:: INSTRUCTIONS FOR THE TASK ::
Rewrite every one of the records below as a CSV with the header columns text and answer, giving each record its own row. Place each record's text and its answer in separate quoted fields, and replace any line breaks with spaces.

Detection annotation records
# # # # #
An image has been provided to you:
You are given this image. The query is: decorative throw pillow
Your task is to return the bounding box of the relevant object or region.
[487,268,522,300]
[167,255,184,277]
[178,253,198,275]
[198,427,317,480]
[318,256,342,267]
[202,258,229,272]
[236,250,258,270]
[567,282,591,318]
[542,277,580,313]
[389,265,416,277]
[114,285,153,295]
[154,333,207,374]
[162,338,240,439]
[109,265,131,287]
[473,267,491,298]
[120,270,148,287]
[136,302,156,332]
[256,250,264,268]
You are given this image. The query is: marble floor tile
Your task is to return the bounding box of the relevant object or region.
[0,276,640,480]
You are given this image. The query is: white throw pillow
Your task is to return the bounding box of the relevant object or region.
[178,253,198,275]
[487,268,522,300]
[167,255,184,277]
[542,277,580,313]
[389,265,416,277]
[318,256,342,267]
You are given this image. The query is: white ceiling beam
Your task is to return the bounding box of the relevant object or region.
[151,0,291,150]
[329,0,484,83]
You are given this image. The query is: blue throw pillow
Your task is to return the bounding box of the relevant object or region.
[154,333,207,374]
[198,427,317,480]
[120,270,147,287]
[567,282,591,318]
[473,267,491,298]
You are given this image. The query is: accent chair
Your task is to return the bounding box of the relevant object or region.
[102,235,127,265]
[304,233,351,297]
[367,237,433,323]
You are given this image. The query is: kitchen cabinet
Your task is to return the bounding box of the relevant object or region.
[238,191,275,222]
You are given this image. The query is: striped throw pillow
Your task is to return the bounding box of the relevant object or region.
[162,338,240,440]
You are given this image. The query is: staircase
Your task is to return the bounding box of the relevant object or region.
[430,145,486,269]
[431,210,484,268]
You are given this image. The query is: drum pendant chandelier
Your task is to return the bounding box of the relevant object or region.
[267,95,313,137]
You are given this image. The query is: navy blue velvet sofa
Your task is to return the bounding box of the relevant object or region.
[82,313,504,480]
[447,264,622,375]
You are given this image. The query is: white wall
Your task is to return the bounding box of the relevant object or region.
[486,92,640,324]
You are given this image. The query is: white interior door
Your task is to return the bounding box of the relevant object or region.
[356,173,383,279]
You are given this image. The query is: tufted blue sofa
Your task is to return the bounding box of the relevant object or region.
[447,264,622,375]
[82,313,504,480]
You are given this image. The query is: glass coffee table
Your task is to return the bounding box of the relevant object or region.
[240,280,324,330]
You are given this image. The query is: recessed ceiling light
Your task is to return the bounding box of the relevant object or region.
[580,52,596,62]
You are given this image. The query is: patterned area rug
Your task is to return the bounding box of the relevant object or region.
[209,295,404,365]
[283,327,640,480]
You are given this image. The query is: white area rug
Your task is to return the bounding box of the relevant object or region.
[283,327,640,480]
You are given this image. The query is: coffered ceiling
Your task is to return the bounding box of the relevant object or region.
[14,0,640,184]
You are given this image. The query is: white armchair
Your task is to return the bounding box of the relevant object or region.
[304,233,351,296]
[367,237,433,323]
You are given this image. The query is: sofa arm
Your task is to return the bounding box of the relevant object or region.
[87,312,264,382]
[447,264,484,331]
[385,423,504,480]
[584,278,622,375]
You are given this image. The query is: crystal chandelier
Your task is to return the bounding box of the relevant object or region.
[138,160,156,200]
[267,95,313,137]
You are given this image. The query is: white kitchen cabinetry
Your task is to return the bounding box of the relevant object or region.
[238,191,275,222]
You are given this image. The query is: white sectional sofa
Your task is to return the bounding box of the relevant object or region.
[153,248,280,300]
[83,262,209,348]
# # # # #
:: ANSWER FOR THE TASK ::
text,answer
"An image has been provided to you: You are given this image. The query is: decorative throw pillow Your task is to return the bounding box of the relevant object or region.","[487,268,522,300] [167,255,184,277] [178,253,198,275] [198,427,317,480] [318,256,342,267] [202,258,229,272] [236,250,258,270] [567,282,591,318] [542,277,580,313] [389,265,416,277] [114,285,153,295] [154,333,207,374] [162,338,240,439] [109,265,131,287] [473,267,491,298] [120,270,148,287] [136,302,156,332] [256,250,264,268]"
"You are given this image. The query is: marble floor tile Your task is to return the bounding box of the relevant object or region.","[0,276,640,480]"
"You are given this image. The query is: white throw pillow Your task is to return the bounding box of the relevant object or region.","[178,253,198,275] [487,268,522,300] [167,255,184,277] [542,277,580,313] [389,265,416,277] [318,256,342,267]"
"You are given this image. The query is: white ceiling beam Your task is to return the bounding box of the relevant object or region.","[151,0,291,150] [329,0,484,83]"
"You are given this image. The query is: blue throw pillow Your task is to return the bounding box of the relevant object or region.","[154,333,207,374] [198,427,317,480] [120,270,147,287] [567,282,591,318] [473,267,491,298]"
"You are given this image. The query is: accent chair Your task is to return the bounding box of the relevant object or region.","[102,235,127,265] [304,233,351,297] [367,237,433,323]"
"You are given this image. The query is: kitchen cabinet Your task is to return the bounding box of the relevant object or region.","[238,191,275,222]"
"You are given this image. The query is: striped throw pillow Your task is to return the bounding box of the relevant object or region.","[162,338,240,440]"
"You are given this image. The query is: staircase Your task is to return the bounding box of the relevant object or region.","[430,145,486,269] [431,210,484,268]"
"You are given this image. The query is: drum pendant chandelier Your task is to return the bounding box of the relevant object or region.","[267,95,313,137]"
"You are given this image. The query is: navy blue velvet sofa Your task is to return the bounding box of the relevant object or region.","[82,313,504,480] [447,264,622,375]"
"You are given this image. The query is: white wall Your task is to return the bounding box of the relevant object or region.","[486,92,640,324]"
"You are given this image. The query is: white interior door Your task is to return the bounding box of the relevant object or region.","[356,173,383,279]"
"You are given this image. The query is: tufted blue sofa Your task is to return the bounding box of the relevant object or region.","[447,264,622,375] [82,313,504,480]"
"You are given this image. The query is: glass coffee table Your task is to return the bounding box of the relevant object or region.","[240,280,324,330]"
"You are given this image. The query is: recessed ceiling light Your task is to return the bounding box of the relevant object or region.","[580,52,596,62]"
"You are given this image. The query is: patterned area rug Your task is to return the bounding box of the relevant object or region.","[209,295,404,365] [283,327,640,480]"
"You are given this image. The query is: white area rug Your task is to return the bounding box of the relevant object or region.","[283,327,640,480]"
"You are given this image. The query is: coffered ceiling Your task is to return the bounding box of the relevant object or region.","[14,0,640,184]"
"You are given this image. The query is: white armchair Your task is to return the bounding box of the relevant object or region.","[304,233,351,296] [367,237,433,323]"
"You are given this image. The query is: sofa arm Your task is to return the bounding box of the relevant object or region.","[87,312,264,382] [447,264,484,331] [385,423,504,480] [584,278,622,375]"
"You are given this image. The query is: crystal chandelier Your task is to return the bounding box of the relevant object or region.","[138,160,156,200] [267,95,313,137]"
"You are given this image. The query is: white kitchen cabinetry Your task is to return the bounding box of the relevant object or region.","[238,191,275,222]"
"You are given this image. The query is: white sectional sofa Your task is to return the bounding box of the relevant object or region.","[153,248,280,300] [83,262,209,348]"